_Task to complete_:
To answer, print the line containing "the red fox" and each line after it in the listing below, exactly as they stand.

_Provided data_:
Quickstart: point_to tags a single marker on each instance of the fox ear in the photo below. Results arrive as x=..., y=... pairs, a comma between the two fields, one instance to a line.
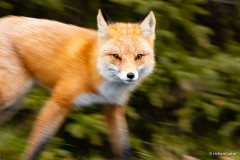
x=147, y=24
x=103, y=21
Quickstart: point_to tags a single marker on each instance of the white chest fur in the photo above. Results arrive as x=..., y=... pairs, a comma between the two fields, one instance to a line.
x=108, y=93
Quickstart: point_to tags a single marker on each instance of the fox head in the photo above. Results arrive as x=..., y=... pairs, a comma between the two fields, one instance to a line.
x=126, y=50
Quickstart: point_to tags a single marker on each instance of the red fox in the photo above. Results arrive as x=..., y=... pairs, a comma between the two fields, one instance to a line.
x=80, y=67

_Response_:
Quickstart: point_to tags a single marker on each instance of the red fox in the photo above. Results arrive as x=..., y=... pairs, a comma between the two fields, one instance to a line.
x=80, y=67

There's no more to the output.